USS Connecticut (SSN-22) is a  nuclear powered fast attack submarine operated by the United States Navy.  Connecticut is the fifth active United States Ship to be named for the U.S. state of Connecticut, going back to 1776. The contract to build her was awarded to the Electric Boat Division of General Dynamics Corporation in Groton, Connecticut, on 3 May 1991 and her keel was laid down on 14 September 1992.  She was launched on 1 September 1997, sponsored by Patricia L. Rowland, wife of the Governor of Connecticut, John G. Rowland, and commissioned on 11 December 1998.

History
1999 was spent conducting shakedown operations that evaluated Connecticut weapons systems, sensors, stealth and engineering proficiency. She participated in Joint Task Force Exercise 2-99 as an opposing force asset, and completed acoustic trials, a shallow water exercise, and an anti-submarine warfare exercise.

In September 1999 Connecticut began a Post-Shakedown Availability (PSA) at the Electric Boat shipyard. Despite a 100% growth in the amount of PSA work, making this the submarine force's most demanding PSA, Connecticut completed all work ahead of schedule. This PSA concluded as the safest in the 100-year history of Electric Boat.

**Dataset:**

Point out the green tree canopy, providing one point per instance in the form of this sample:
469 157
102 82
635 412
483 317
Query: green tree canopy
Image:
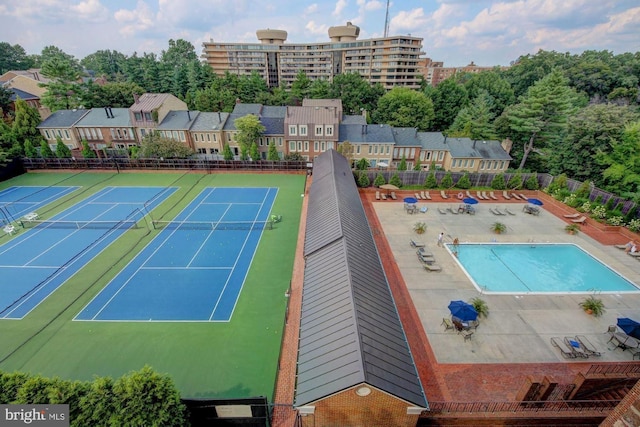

**Problems to work on:**
1. When was USS Connecticut commissioned, according to the USS Connecticut text?
2. Retype the USS Connecticut text between "USS Connecticut (SSN-22)" and "11 December 1998.", inclusive.
The material can be left aside.

**Answers to the exercises:**
1. 11 December 1998

2.
USS Connecticut (SSN-22) is a  nuclear powered fast attack submarine operated by the United States Navy.  Connecticut is the fifth active United States Ship to be named for the U.S. state of Connecticut, going back to 1776. The contract to build her was awarded to the Electric Boat Division of General Dynamics Corporation in Groton, Connecticut, on 3 May 1991 and her keel was laid down on 14 September 1992.  She was launched on 1 September 1997, sponsored by Patricia L. Rowland, wife of the Governor of Connecticut, John G. Rowland, and commissioned on 11 December 1998.